◆ **REQUIRED TASK**
Copy all of the lines below, swapping "screenshot" for "image" everywhere and leaving everything else the same. Leave the pictures out of your copy.

[INPUT start]

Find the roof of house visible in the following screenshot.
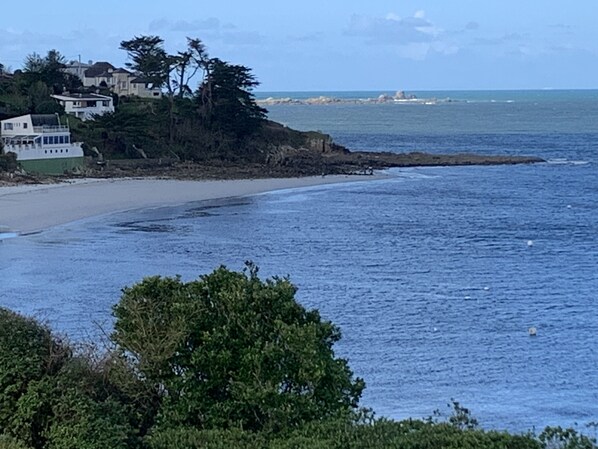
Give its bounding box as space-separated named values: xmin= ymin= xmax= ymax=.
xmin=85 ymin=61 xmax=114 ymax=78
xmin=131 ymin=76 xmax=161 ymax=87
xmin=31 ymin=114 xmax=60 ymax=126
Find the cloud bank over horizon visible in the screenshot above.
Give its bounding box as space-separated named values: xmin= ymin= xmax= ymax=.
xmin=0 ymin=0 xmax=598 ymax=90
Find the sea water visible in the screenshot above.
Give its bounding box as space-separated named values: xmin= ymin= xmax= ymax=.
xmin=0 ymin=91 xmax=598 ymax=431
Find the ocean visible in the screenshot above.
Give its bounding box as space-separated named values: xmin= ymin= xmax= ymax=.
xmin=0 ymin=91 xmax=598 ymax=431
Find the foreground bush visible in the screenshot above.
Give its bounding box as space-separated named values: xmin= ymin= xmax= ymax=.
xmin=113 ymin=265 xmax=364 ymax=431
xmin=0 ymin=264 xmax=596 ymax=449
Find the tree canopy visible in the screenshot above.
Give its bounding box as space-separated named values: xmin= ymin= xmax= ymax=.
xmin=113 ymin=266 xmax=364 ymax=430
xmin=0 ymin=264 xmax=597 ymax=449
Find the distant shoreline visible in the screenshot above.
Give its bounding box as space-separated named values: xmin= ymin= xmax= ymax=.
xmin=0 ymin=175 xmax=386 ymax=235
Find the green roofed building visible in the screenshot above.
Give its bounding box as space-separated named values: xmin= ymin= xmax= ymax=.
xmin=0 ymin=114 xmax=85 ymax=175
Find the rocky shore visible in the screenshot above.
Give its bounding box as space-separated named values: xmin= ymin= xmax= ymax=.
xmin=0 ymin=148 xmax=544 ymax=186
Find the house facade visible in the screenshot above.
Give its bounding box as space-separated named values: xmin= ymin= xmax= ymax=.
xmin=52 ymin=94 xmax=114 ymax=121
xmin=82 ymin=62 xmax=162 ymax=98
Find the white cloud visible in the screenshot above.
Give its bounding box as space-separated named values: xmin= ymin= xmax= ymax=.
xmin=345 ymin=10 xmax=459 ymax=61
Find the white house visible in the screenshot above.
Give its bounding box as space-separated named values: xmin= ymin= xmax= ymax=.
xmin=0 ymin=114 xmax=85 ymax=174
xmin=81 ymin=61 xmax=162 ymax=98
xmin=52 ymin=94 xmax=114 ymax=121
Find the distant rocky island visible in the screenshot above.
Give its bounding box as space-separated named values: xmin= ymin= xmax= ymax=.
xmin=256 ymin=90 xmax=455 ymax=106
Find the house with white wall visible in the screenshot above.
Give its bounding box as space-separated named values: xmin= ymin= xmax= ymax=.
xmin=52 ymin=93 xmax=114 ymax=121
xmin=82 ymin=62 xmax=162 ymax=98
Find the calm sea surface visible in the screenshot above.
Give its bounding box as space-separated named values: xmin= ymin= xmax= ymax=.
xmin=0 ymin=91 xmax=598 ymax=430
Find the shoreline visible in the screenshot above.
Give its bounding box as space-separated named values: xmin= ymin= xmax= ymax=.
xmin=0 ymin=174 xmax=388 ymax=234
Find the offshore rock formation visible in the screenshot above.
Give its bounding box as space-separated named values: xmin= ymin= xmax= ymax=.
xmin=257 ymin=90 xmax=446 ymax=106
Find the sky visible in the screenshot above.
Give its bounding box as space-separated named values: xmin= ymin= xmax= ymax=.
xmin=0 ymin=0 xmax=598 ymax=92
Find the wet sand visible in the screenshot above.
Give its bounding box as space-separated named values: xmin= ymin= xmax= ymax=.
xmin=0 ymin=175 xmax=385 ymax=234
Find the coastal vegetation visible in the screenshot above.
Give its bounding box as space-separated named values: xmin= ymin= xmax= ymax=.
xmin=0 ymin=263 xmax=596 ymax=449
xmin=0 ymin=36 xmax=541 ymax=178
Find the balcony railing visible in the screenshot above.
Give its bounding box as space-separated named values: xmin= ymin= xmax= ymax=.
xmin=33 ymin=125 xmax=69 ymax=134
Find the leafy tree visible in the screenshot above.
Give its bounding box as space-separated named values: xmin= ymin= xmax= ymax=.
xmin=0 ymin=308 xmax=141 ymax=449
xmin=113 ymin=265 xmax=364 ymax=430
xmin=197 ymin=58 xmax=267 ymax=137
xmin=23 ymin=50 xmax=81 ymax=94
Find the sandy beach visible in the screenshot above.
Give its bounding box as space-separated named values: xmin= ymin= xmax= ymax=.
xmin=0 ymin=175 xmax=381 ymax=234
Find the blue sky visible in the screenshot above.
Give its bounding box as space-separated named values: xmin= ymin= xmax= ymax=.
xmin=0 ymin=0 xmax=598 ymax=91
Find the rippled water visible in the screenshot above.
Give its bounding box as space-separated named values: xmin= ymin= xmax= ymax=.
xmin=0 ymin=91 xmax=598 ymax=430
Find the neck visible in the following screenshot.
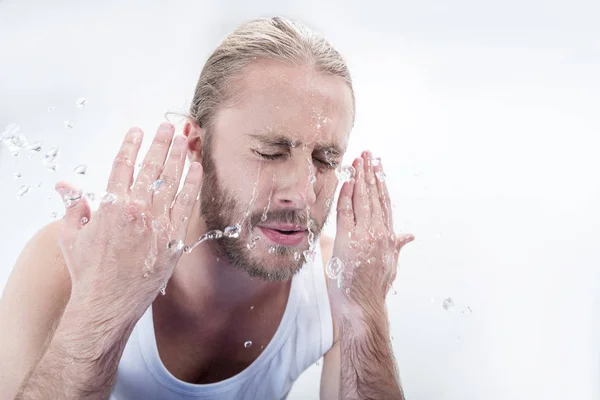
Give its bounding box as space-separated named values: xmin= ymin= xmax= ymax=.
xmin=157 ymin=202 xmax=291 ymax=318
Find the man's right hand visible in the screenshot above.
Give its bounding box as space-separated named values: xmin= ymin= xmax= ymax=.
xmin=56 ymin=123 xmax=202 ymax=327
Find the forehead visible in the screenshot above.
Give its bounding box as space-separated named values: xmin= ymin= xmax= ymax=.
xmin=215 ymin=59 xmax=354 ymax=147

[INPUT end]

◆ **ANSWER TO THE TASK**
Find the roof of house visible in the following image.
Give its bounding box as space-separated named values: xmin= ymin= xmax= ymax=.
xmin=85 ymin=61 xmax=114 ymax=78
xmin=131 ymin=76 xmax=161 ymax=87
xmin=31 ymin=114 xmax=60 ymax=126
Find the cloud bank over horizon visible in the image above.
Give its bounding box as space-separated named values: xmin= ymin= xmax= ymax=.
xmin=0 ymin=0 xmax=598 ymax=90
Find the sea water visible in the image above.
Give its bounding box as space-separated named values: xmin= ymin= xmax= ymax=.
xmin=0 ymin=91 xmax=598 ymax=431
Find the ocean visible in the image above.
Give its bounding box as space-separated named values: xmin= ymin= xmax= ymax=.
xmin=0 ymin=91 xmax=598 ymax=431
Find the foreground bush visible in the image above.
Give its bounding box as space-separated named values: xmin= ymin= xmax= ymax=.
xmin=113 ymin=265 xmax=364 ymax=431
xmin=0 ymin=264 xmax=596 ymax=449
Find the tree canopy visible in the image above.
Give its bounding box as space-separated named values: xmin= ymin= xmax= ymax=.
xmin=113 ymin=266 xmax=364 ymax=430
xmin=0 ymin=264 xmax=597 ymax=449
Find the distant shoreline visible in the image above.
Give its bounding box as space-separated named values: xmin= ymin= xmax= ymax=.
xmin=0 ymin=175 xmax=386 ymax=235
Find the green roofed building visible in the image above.
Give its bounding box as space-separated named values: xmin= ymin= xmax= ymax=.
xmin=0 ymin=114 xmax=85 ymax=175
Find the rocky shore visible in the image above.
Give its bounding box as space-separated named values: xmin= ymin= xmax= ymax=.
xmin=0 ymin=148 xmax=544 ymax=186
Find the house facade visible in the image above.
Give its bounding box as space-separated named values: xmin= ymin= xmax= ymax=.
xmin=52 ymin=94 xmax=114 ymax=121
xmin=82 ymin=62 xmax=162 ymax=98
Find the white cloud visible in the image above.
Give its bounding box as space-separated named values: xmin= ymin= xmax= ymax=.
xmin=345 ymin=10 xmax=459 ymax=61
Find the white house visible in the image above.
Give its bounding box as space-separated named values: xmin= ymin= xmax= ymax=.
xmin=0 ymin=114 xmax=85 ymax=174
xmin=81 ymin=61 xmax=162 ymax=98
xmin=52 ymin=94 xmax=114 ymax=121
Find the distant rocky island visible in the image above.
Give its bounding box as space-separated named values: xmin= ymin= xmax= ymax=.
xmin=256 ymin=90 xmax=455 ymax=106
Find the house with white wall visible in the image above.
Give its bounding box as space-separated named values: xmin= ymin= xmax= ymax=.
xmin=52 ymin=93 xmax=114 ymax=121
xmin=82 ymin=62 xmax=162 ymax=98
Find the calm sea surface visible in the image above.
Give its bounding box as space-separated named values: xmin= ymin= xmax= ymax=.
xmin=0 ymin=91 xmax=598 ymax=430
Find the shoreline visible in the image above.
Give its bounding box as space-separated named values: xmin= ymin= xmax= ymax=.
xmin=0 ymin=174 xmax=388 ymax=234
Find the offshore rock formation visible in the image above.
Give its bounding box as space-separated named values: xmin= ymin= xmax= ymax=.
xmin=257 ymin=90 xmax=446 ymax=106
Find the sky visible in the image above.
Give its bounding box as space-separated named values: xmin= ymin= xmax= ymax=.
xmin=0 ymin=0 xmax=598 ymax=92
Find the wet sand visible in the image above.
Give its bounding box as space-separated named values: xmin= ymin= xmax= ymax=.
xmin=0 ymin=175 xmax=385 ymax=234
Find the coastal vegetation visible in the image above.
Give its bounding box as space-separated named values: xmin= ymin= xmax= ymax=.
xmin=0 ymin=263 xmax=596 ymax=449
xmin=0 ymin=36 xmax=541 ymax=178
Find the balcony railing visible in the image above.
Give its bounding box as space-separated named values: xmin= ymin= xmax= ymax=.
xmin=33 ymin=125 xmax=69 ymax=134
Find the leafy tree visible in the image above.
Give its bounding box as space-separated named values: xmin= ymin= xmax= ymax=.
xmin=0 ymin=308 xmax=141 ymax=449
xmin=113 ymin=265 xmax=364 ymax=430
xmin=197 ymin=58 xmax=267 ymax=137
xmin=23 ymin=50 xmax=81 ymax=94
Find the sandy beach visible in the image above.
Give its bounding box as space-separated named values: xmin= ymin= xmax= ymax=.
xmin=0 ymin=175 xmax=381 ymax=234
Find the blue sky visible in the image above.
Give its bounding box as space-separated named values: xmin= ymin= xmax= ymax=.
xmin=0 ymin=0 xmax=598 ymax=91
Find the rippled water visible in the image above.
Give its bounding box as space-separated named values: xmin= ymin= xmax= ymax=.
xmin=0 ymin=91 xmax=598 ymax=430
Find the neck visible in the following image.
Give its bounding box as space-separated named values: xmin= ymin= xmax= ymax=.
xmin=157 ymin=202 xmax=291 ymax=318
Find the man's right hand visible in the image above.
Give its bounding box as space-separated named values: xmin= ymin= xmax= ymax=.
xmin=56 ymin=123 xmax=202 ymax=327
Find the forehead visible in the image above.
Give its bounding box as space-separated named values: xmin= ymin= xmax= ymax=.
xmin=215 ymin=59 xmax=354 ymax=147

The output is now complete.